## Mise en pratique
- 1) Dans l'extrait de discussion, sous quel système tourne l'iMac de nosss17 ?
- 2) Recopiez à l'identique le passage de l'extrait de discussion qui va de « J'ai presque le » jusqu'à « pascalformac (3 Août 2008) ».

## Extrait fourni
=======

Comment utiliser cette info ? Que faudrait-il vérifier ? Changer ? Modifier ?


----------



## nosss17 (3 Août 2008)

J'ai presque le même problème sauf que je suis connecté en Wifi en des fois quand je relance le mac qui se met en veille, je n'ai plus de connection.
Ilfaut soit que je désactive Airport pendant 1 min, puis que je le relance, soit que je redémarre

Pour info : j'ai un Imac sous Léopard et connection en Wifi avec une Livebox


----------



## pascalformac (3 Août 2008)

ben c'sest sous entendu

tu peux par exemple déplacer cette plist là sur le bureau
redemarrer
et refaire tes reglages sur fichier neuf

il peut y avoir d'autres causes mais c'est une des pistes possibles


----------



## chacha95 (3 Août 2008)

=======

## Lignes fournies
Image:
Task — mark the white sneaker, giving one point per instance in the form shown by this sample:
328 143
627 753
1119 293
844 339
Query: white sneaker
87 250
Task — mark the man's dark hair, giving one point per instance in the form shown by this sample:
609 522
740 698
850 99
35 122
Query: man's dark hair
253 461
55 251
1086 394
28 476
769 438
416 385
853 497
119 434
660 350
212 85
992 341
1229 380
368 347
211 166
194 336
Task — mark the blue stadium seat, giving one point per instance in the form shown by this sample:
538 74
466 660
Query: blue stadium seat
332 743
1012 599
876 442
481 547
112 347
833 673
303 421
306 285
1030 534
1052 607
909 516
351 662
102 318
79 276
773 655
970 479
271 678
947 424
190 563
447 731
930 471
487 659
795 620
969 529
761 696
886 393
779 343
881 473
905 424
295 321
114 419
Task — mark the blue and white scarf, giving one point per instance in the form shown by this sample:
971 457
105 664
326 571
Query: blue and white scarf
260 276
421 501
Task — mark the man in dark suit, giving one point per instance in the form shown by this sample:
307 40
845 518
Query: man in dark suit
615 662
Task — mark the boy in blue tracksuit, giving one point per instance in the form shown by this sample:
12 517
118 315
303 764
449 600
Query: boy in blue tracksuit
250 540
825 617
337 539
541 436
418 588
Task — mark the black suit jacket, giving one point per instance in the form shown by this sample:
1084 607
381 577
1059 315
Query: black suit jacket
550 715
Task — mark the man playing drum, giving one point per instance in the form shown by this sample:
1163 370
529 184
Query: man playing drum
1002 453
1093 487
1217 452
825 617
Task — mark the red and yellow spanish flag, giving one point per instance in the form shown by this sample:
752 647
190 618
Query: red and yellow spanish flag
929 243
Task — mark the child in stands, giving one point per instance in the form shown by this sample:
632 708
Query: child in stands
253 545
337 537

=======

## Corrigé des exercices
- 1) Sous Léopard.

- 2)
J'ai presque le même problème sauf que je suis connecté en Wifi en des fois quand je relance le mac qui se met en veille, je n'ai plus de connection.
Ilfaut soit que je désactive Airport pendant 1 min, puis que je le relance, soit que je redémarre

Pour info : j'ai un Imac sous Léopard et connection en Wifi avec une Livebox


----------



## pascalformac (3 Août 2008)